[TASK TO CARRY OUT]: Copy the items from the start through the line holding "M 107 80 L 104", inclusive, with the requests included, and add 97 to every vertex coordinate in the answers.
------------------------------------------------
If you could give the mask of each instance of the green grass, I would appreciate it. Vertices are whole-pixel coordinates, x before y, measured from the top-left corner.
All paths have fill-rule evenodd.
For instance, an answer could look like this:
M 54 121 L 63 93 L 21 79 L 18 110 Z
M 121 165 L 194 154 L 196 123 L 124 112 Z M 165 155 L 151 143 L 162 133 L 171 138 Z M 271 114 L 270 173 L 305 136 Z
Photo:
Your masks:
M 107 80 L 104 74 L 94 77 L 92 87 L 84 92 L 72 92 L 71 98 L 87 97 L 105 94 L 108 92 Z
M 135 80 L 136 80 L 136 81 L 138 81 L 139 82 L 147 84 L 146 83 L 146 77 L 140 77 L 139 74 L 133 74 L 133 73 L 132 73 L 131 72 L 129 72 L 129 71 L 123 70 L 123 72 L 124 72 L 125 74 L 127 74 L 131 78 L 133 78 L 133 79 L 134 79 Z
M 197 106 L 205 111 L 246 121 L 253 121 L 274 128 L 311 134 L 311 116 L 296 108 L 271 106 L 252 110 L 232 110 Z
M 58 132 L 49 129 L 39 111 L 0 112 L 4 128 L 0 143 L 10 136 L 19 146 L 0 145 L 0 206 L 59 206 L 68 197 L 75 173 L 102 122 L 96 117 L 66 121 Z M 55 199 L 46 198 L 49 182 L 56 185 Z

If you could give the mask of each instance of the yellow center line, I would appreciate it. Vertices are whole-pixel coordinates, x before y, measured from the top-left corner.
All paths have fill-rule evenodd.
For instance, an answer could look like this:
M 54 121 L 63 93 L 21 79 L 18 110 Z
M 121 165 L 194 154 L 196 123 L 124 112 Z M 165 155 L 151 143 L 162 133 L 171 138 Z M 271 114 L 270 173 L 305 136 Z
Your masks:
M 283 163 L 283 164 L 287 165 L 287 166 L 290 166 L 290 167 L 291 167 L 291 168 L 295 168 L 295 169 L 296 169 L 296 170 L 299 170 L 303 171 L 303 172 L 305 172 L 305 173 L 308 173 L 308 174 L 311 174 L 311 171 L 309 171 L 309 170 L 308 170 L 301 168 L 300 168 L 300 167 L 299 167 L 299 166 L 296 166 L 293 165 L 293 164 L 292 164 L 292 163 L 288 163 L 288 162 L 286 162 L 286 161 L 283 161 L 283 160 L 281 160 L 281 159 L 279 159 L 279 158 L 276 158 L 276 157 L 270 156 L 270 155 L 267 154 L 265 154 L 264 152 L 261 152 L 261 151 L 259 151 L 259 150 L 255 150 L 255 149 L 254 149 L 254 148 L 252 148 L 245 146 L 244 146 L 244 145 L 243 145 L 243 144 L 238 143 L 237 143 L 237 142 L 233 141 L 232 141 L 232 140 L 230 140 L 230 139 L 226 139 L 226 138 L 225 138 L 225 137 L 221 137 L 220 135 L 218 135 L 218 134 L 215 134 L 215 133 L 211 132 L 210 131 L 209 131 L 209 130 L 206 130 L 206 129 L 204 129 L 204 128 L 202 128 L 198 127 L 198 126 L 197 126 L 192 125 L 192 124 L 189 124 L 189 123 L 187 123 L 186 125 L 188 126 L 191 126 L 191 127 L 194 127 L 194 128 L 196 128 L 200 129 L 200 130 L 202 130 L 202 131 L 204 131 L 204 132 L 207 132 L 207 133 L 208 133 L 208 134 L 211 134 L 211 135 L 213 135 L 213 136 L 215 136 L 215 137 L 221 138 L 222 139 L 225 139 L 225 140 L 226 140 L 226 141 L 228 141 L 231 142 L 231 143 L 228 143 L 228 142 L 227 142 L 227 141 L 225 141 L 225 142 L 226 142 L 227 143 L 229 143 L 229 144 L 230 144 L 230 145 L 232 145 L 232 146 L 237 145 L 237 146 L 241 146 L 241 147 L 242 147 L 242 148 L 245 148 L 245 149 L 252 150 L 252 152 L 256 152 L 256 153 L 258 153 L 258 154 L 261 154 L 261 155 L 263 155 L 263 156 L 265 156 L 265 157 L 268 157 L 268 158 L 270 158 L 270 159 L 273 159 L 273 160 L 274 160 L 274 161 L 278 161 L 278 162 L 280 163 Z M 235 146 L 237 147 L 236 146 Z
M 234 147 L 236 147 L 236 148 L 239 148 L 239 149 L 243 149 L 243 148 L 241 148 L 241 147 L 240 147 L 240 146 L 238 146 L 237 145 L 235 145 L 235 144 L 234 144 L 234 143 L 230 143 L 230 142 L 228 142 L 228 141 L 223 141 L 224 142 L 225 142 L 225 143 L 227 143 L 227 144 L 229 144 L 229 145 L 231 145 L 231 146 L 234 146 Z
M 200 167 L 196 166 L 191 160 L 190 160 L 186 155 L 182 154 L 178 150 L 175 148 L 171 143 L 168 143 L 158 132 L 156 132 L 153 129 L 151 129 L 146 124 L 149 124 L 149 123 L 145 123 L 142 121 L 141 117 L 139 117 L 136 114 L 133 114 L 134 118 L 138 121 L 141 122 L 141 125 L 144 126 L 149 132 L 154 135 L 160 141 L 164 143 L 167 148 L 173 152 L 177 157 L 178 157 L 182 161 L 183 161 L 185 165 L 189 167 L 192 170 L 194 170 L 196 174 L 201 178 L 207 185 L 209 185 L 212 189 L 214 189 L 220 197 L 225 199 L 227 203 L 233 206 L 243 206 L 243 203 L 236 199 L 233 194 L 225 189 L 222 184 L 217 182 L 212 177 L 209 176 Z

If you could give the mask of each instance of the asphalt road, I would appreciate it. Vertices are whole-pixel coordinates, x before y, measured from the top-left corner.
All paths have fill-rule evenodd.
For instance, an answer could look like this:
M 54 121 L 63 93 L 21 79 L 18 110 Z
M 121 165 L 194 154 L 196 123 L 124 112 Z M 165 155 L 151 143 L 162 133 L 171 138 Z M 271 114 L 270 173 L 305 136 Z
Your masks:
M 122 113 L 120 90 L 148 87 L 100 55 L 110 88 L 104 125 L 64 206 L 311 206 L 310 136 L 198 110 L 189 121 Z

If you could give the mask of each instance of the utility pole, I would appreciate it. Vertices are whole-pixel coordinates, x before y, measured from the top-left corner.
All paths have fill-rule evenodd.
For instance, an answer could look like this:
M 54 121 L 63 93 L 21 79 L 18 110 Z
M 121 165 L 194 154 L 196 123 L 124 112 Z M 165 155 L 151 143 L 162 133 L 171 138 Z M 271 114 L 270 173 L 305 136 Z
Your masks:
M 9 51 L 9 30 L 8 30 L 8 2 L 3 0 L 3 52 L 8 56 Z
------------------------------------------------
[SOLUTION]:
If you could give the mask of each instance of the green grass, I would appreciate it. Vertices are whole-pixel coordinates, x before y, measured from the top-left corner.
All paths have fill-rule evenodd.
For instance, an answer could look like this:
M 54 121 L 63 93 L 21 79 L 18 110 Z
M 121 165 L 194 154 L 196 123 L 124 112 Z M 165 155 L 151 143 L 162 133 L 171 138 Z M 271 114 L 270 173 L 305 136 Z
Photo:
Your masks:
M 204 177 L 201 171 L 191 174 L 189 184 L 181 189 L 169 189 L 168 195 L 184 194 L 202 191 L 205 189 Z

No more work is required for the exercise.